■ **Selected extract**
As Cohen’s success becomes more established the movie becomes less about the character’s life and more reliant on musical numbers. According to the film, Cohen only created one flop, a straight play with no national undertones, and on opening night he sent a wire to all the New York newspapers jokingly apologizing for the mistake and promising never to do it again. He loses all of his blood family, including his sister, but we don’t see how this affects his work or state of mind, though the movie does make time for a tearful goodbye to Cohen’s father on his death bed.
Look, I know absolutely nothing about Cohen’s life and how closely the movie held true to his life story. I make a point of doing no research or reading any critical analysis before writing the articles because it’s extremely important for any classic film to stand on its own. But I can safely assume that the real Cohen was alive when the film was produced and released, and that might be why the second half of the film portrays him so blandly and turns him into a two-dimensional hero. I believe that is why the film laughs off his one flop and does not linger on the tragedies in his family. Whatever the case, I wanted more and I wanted to see Cohen’s inner struggle balanced with his outer gaiety. Cagney is a fantastic dramatic actor and he could have easily handled darker scenes, but alas that did not happen.

■ **Work to do**
1. In the film review, what did Cohen send to the New York newspapers on the opening night of his one flop?
2. Say whether each statement agrees with the film review, answering yes or no and quoting the words that decide it: (a) The writer researches a film before writing about it. (b) The movie includes a tearful goodbye to Cohen's father. (c) The writer doubts that Cagney could have handled darker scenes.
The listing plays no part in this.

■ **Provided data**
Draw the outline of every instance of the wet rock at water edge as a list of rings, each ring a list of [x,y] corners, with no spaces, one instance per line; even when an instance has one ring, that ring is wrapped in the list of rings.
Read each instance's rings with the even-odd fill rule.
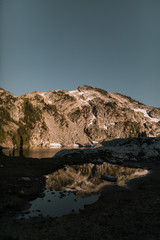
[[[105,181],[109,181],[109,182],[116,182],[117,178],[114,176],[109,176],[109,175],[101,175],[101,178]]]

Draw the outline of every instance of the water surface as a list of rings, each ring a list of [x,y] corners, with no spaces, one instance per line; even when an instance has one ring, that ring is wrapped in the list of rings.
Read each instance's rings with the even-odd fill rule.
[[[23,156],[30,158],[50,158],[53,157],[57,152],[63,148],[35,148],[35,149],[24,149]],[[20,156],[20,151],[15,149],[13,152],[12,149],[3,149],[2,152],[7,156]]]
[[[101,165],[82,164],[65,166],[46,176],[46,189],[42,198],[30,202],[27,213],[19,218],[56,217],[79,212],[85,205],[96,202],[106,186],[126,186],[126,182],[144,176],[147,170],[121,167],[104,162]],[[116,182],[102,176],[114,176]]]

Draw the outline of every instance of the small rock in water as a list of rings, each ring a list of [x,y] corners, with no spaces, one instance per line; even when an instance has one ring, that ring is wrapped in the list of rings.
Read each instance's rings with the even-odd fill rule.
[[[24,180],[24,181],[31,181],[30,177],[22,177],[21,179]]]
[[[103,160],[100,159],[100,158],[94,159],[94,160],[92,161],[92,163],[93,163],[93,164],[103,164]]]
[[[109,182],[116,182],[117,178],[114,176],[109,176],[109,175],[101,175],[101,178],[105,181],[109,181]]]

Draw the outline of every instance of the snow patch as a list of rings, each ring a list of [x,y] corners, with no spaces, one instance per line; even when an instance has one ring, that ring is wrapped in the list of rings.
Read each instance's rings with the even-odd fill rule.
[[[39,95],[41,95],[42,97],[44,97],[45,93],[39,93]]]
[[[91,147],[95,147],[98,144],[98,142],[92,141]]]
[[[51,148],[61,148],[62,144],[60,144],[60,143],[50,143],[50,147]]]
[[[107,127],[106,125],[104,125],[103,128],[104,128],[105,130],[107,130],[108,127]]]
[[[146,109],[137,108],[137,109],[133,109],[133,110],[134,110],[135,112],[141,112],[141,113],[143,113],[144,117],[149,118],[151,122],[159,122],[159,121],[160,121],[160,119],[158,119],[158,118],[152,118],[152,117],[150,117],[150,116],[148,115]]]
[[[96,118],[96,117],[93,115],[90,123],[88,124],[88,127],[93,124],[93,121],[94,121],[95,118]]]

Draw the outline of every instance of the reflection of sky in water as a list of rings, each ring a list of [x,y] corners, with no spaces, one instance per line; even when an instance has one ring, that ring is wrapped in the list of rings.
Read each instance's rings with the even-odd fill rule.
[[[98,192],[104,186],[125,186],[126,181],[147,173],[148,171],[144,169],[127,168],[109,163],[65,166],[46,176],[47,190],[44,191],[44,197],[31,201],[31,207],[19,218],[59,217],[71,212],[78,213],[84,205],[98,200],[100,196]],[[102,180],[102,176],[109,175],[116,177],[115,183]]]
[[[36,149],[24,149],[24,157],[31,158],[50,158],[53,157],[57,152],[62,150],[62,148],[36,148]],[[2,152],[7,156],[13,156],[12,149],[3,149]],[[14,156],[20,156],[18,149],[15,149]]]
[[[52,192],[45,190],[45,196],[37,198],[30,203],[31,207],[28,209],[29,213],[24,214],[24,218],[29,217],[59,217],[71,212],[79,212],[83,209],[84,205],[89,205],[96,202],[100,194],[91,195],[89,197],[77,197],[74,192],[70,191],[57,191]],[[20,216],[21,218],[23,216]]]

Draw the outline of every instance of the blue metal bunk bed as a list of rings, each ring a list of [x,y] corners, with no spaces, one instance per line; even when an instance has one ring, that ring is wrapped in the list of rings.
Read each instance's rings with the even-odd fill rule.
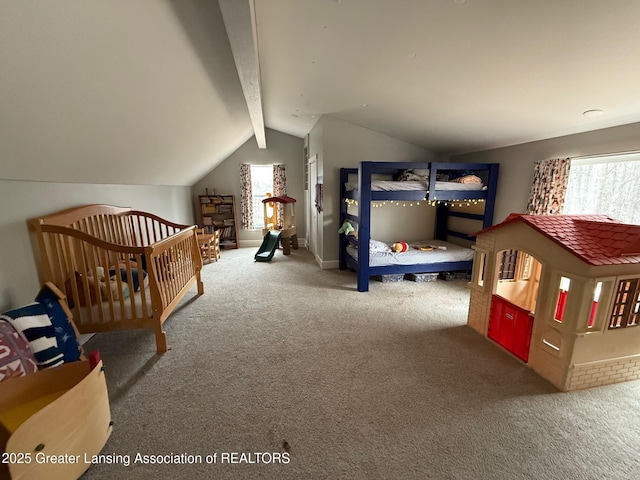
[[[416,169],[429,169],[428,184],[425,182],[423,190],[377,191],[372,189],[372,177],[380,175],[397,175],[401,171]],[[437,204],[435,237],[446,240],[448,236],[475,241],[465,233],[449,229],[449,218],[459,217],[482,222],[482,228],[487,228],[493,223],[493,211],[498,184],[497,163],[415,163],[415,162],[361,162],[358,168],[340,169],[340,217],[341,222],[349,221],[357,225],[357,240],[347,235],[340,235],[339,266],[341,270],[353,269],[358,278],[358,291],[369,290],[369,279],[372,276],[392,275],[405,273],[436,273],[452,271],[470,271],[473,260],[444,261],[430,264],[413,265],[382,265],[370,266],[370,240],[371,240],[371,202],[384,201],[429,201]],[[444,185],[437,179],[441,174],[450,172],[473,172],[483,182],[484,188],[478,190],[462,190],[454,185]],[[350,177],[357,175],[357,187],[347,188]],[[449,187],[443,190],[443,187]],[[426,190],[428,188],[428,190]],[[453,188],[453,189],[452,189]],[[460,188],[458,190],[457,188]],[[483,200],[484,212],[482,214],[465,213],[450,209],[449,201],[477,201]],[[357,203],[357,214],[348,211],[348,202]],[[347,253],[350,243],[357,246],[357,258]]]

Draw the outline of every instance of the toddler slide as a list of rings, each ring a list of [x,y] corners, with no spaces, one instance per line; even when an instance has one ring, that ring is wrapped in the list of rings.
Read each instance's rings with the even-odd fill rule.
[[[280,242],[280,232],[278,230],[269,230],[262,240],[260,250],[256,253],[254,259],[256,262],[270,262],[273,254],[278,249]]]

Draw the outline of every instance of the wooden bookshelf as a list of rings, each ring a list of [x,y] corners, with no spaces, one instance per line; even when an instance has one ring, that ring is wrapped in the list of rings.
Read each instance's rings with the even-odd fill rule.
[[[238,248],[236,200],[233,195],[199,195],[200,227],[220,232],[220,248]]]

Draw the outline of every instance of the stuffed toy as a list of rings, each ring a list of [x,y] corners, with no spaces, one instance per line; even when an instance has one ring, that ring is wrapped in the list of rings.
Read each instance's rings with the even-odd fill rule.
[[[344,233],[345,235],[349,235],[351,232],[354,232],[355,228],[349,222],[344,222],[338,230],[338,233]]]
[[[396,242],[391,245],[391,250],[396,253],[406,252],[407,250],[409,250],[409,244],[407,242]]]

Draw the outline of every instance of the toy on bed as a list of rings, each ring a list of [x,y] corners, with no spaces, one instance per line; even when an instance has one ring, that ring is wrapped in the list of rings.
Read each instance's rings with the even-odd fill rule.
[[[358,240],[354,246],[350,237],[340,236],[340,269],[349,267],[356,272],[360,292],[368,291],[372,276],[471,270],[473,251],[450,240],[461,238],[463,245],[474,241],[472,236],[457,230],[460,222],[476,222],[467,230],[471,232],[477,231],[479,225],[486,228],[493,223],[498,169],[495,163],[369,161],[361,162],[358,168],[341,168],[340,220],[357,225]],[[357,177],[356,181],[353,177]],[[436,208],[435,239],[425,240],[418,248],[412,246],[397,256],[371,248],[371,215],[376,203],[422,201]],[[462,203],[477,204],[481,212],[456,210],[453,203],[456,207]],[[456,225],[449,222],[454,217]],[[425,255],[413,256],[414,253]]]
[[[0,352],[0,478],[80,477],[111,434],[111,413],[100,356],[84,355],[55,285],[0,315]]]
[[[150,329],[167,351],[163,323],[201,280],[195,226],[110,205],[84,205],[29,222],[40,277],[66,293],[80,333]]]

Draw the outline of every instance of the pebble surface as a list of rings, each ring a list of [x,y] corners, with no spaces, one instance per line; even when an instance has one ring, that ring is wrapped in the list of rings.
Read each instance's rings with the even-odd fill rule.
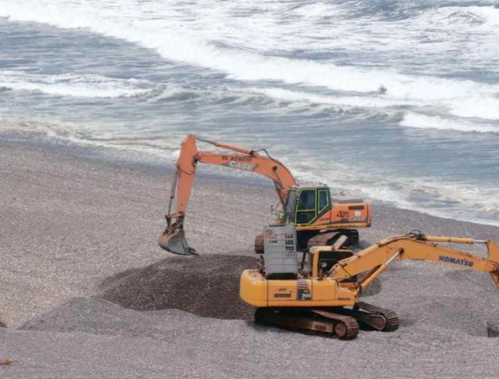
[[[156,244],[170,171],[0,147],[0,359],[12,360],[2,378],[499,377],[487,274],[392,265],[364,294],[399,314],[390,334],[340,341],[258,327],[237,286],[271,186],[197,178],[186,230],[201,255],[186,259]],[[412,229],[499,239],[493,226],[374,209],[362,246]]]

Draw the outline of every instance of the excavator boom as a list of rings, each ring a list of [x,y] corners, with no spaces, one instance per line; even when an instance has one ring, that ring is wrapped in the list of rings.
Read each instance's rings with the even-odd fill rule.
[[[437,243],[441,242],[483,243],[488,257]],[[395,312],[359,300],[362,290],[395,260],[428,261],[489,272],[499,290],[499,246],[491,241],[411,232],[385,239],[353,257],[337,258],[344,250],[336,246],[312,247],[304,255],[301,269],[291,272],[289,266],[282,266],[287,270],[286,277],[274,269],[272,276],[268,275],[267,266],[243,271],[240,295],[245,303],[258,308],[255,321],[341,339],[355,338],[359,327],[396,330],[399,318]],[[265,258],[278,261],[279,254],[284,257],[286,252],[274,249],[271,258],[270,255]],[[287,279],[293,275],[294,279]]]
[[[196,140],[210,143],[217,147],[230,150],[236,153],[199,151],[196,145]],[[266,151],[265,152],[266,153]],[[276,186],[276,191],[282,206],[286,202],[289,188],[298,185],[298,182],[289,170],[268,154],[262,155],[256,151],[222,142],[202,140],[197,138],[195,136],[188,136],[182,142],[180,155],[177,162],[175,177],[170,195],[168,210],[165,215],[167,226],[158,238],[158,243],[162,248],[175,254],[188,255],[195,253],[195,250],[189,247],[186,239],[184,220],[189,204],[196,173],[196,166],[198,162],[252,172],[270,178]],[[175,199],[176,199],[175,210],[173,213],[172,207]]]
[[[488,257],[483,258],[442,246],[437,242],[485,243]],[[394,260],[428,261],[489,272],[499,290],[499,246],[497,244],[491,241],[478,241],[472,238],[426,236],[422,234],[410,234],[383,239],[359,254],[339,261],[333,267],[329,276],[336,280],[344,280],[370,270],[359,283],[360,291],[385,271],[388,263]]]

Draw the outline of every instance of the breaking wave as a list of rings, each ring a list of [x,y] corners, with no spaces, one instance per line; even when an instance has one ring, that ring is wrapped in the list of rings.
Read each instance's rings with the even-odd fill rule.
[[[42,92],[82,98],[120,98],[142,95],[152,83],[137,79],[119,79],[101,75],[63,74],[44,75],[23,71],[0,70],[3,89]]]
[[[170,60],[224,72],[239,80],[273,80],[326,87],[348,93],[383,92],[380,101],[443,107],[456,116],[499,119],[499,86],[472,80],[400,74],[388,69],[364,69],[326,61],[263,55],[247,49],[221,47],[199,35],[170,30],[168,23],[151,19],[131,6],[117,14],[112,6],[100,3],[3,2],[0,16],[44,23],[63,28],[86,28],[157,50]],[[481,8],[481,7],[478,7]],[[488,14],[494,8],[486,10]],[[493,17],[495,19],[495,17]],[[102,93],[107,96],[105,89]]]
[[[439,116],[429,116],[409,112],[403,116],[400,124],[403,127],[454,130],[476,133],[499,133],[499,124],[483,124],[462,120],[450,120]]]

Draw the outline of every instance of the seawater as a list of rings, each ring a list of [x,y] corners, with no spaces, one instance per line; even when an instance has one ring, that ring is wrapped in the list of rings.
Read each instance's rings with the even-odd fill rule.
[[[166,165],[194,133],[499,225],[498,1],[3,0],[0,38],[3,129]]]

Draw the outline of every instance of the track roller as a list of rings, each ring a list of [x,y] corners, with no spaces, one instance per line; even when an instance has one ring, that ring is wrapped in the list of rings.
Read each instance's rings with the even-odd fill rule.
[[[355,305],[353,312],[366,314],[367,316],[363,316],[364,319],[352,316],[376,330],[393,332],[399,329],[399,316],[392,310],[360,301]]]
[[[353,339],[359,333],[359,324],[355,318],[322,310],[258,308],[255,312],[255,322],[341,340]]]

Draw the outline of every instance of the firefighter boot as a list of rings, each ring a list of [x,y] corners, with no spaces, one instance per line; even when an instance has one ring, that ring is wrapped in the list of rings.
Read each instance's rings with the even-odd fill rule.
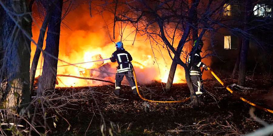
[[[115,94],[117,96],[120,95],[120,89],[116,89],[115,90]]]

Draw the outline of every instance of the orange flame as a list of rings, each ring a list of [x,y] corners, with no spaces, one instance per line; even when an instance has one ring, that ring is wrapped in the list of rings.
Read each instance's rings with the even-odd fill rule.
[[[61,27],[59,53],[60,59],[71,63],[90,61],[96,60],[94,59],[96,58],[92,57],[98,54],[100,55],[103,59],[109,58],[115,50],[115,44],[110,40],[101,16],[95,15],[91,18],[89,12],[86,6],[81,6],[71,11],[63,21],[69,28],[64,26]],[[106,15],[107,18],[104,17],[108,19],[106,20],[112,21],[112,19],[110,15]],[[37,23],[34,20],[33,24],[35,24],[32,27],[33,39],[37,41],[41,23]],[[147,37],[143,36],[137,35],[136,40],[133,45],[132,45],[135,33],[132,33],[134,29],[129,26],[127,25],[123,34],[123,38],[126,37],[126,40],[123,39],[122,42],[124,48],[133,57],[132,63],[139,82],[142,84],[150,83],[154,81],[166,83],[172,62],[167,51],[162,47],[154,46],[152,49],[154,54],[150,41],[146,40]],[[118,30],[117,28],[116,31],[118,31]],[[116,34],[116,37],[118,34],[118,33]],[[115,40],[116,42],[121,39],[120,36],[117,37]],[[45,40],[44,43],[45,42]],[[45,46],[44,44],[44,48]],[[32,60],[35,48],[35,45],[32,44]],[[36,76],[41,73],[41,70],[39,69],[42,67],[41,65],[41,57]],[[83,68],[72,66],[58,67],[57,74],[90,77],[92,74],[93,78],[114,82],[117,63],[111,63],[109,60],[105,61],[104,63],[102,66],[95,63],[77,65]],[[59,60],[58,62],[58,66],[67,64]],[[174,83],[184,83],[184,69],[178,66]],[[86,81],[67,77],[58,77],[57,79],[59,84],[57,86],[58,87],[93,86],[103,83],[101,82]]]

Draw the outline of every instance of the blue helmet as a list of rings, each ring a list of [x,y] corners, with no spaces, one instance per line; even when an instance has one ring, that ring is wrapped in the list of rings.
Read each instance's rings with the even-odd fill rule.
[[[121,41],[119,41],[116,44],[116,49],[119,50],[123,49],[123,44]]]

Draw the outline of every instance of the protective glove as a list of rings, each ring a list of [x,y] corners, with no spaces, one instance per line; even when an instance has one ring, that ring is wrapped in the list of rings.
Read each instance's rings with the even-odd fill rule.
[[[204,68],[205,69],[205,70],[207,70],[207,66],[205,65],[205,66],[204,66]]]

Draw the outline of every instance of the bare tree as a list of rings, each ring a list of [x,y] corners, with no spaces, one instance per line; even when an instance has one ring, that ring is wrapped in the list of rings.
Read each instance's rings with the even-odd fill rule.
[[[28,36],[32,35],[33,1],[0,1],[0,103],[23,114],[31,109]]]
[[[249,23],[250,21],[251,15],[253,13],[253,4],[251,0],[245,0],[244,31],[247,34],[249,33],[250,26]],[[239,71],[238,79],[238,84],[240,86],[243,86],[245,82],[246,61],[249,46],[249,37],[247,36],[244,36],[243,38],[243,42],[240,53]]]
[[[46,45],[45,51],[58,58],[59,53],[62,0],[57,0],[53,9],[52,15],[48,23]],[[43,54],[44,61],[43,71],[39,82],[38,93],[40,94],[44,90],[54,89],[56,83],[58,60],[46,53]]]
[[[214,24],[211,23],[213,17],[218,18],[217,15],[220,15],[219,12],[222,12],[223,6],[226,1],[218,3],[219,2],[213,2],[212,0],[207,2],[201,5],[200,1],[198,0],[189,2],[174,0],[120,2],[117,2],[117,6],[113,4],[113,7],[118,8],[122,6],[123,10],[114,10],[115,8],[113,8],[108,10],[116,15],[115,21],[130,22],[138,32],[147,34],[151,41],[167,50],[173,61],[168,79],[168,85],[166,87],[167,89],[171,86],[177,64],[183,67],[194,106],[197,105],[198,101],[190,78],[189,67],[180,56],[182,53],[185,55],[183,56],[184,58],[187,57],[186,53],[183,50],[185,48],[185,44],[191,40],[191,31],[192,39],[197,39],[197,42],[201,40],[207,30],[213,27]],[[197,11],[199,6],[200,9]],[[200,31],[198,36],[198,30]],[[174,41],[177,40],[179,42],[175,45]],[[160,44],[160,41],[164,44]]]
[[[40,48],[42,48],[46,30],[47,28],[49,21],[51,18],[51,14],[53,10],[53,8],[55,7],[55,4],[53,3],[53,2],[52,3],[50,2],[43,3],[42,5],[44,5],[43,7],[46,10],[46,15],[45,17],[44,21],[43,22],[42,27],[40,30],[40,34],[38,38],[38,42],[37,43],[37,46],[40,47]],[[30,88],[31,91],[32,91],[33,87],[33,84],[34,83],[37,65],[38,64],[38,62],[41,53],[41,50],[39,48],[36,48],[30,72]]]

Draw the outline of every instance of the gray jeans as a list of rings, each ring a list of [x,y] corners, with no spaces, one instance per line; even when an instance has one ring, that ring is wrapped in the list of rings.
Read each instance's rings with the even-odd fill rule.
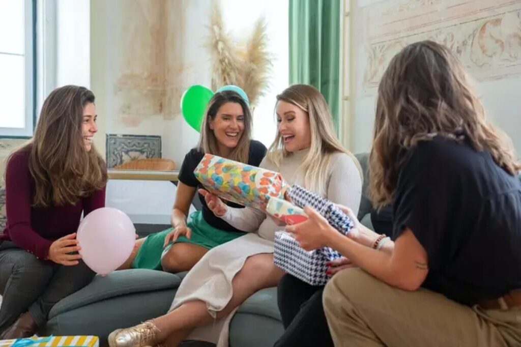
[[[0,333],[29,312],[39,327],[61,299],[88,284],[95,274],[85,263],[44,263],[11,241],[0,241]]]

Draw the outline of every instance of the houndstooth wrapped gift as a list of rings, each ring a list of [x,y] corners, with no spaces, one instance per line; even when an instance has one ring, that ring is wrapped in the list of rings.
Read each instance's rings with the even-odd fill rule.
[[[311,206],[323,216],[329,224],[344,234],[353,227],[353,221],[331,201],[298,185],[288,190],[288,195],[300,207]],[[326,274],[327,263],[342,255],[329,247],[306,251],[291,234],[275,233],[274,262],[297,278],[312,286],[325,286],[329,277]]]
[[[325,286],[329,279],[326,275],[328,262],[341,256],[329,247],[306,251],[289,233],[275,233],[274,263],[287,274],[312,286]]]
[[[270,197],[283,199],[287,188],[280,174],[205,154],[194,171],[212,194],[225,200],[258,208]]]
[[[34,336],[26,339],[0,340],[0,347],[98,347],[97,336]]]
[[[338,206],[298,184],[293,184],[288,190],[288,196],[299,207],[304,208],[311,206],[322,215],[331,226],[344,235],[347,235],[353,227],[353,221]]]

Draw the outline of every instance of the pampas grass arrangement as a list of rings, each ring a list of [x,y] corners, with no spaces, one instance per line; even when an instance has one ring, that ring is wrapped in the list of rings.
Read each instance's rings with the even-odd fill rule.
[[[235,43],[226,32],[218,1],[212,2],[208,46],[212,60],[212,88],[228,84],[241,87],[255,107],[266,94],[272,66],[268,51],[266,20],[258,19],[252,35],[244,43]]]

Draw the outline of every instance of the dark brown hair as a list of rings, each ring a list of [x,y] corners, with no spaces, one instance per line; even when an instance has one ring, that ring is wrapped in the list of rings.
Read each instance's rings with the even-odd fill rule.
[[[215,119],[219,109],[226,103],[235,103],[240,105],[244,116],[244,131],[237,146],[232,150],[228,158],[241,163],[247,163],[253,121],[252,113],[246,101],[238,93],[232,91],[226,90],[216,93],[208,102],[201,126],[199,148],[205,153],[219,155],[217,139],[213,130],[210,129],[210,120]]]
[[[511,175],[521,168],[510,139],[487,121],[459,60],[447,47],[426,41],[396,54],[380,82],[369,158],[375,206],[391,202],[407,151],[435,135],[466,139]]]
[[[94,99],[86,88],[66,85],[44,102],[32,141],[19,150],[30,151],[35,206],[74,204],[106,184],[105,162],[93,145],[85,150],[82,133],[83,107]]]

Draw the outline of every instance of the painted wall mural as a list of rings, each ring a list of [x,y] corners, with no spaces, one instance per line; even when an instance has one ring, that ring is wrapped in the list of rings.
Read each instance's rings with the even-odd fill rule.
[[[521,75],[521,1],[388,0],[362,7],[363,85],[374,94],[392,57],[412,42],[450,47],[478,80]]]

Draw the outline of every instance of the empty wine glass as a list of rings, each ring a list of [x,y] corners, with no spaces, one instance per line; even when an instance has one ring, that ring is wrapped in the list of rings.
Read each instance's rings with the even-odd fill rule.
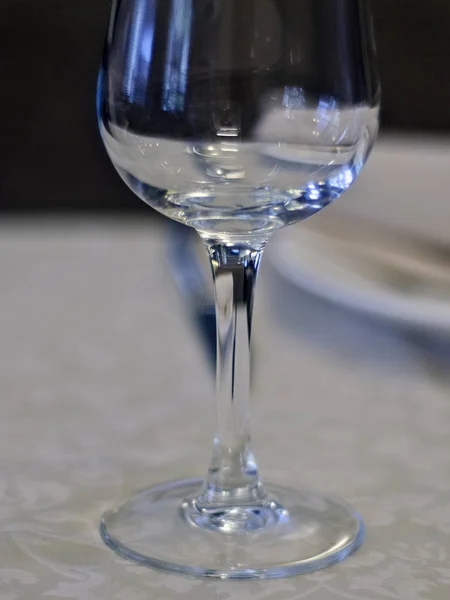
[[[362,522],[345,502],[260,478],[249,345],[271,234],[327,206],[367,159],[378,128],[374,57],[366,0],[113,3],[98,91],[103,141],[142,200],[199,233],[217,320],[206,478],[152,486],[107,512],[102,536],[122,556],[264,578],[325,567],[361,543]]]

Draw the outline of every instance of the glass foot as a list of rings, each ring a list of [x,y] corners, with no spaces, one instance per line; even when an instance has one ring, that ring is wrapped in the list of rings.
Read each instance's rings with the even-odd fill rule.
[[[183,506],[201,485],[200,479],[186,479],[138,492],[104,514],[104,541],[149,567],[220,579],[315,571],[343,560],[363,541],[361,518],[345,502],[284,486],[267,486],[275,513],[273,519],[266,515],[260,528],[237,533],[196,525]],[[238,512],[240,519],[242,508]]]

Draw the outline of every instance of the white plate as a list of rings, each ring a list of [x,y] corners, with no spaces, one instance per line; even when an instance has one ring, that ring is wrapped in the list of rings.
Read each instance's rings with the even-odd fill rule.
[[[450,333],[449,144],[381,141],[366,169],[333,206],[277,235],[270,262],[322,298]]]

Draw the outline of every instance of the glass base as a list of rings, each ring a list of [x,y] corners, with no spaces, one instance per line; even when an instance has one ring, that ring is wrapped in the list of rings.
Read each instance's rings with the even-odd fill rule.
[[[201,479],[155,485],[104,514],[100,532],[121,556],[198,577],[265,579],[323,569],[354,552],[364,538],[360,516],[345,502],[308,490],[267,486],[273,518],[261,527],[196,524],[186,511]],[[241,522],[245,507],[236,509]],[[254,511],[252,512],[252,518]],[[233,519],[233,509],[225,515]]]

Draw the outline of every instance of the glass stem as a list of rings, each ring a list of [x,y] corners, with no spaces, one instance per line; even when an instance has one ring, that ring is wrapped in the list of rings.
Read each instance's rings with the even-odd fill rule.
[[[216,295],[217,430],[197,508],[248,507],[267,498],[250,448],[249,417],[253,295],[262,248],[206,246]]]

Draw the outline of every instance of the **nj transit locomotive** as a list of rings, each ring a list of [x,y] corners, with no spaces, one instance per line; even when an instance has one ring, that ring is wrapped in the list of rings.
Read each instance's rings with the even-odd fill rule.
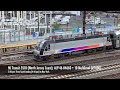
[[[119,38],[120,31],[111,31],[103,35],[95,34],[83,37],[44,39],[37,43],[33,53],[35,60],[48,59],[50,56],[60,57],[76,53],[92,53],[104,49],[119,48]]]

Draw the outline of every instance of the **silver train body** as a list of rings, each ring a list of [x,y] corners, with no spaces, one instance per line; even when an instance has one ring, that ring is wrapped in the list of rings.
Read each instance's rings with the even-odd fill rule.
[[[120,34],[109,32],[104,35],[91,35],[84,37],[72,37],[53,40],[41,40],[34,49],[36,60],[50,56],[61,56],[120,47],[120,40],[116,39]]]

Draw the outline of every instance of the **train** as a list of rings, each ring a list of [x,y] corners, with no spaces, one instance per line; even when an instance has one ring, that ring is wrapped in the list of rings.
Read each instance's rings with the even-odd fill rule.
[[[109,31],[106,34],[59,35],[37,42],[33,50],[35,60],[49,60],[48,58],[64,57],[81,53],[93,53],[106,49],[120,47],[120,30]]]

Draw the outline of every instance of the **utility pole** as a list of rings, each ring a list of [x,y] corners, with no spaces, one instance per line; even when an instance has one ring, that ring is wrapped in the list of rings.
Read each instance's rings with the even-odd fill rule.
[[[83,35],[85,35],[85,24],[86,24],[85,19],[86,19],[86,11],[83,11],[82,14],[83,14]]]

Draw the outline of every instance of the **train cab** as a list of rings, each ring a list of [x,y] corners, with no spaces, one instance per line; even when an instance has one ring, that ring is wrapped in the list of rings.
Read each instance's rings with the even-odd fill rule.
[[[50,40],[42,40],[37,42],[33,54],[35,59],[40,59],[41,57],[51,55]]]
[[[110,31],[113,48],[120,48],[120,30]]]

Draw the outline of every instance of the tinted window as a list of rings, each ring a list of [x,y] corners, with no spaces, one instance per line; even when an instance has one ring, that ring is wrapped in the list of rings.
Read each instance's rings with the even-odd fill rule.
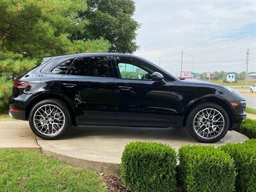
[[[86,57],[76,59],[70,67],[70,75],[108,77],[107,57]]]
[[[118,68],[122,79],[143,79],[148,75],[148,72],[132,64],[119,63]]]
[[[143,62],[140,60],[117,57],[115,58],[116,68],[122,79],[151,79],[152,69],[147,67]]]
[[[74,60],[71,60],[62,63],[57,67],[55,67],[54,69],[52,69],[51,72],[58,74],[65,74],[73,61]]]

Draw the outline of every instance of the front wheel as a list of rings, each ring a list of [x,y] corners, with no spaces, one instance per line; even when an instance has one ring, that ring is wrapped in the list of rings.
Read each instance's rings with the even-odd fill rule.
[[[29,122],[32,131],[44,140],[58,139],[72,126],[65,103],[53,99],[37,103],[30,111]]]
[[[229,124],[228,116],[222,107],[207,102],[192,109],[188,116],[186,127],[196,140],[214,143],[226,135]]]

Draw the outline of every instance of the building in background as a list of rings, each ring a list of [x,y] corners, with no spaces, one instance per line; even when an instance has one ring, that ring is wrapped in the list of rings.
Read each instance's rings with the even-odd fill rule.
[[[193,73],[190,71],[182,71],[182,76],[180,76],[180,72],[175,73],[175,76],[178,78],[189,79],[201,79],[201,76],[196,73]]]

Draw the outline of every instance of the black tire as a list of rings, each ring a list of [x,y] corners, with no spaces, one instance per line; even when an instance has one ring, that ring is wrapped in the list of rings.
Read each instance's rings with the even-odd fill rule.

■ **Answers to the tasks**
1. A wire jokingly apologizing for the mistake and promising never to do it again.

2.
(a) No: "I make a point of doing no research or reading any critical analysis before writing the articles"
(b) Yes: "the movie does make time for a tearful goodbye to Cohen’s father on his death bed"
(c) No: "he could have easily handled darker scenes"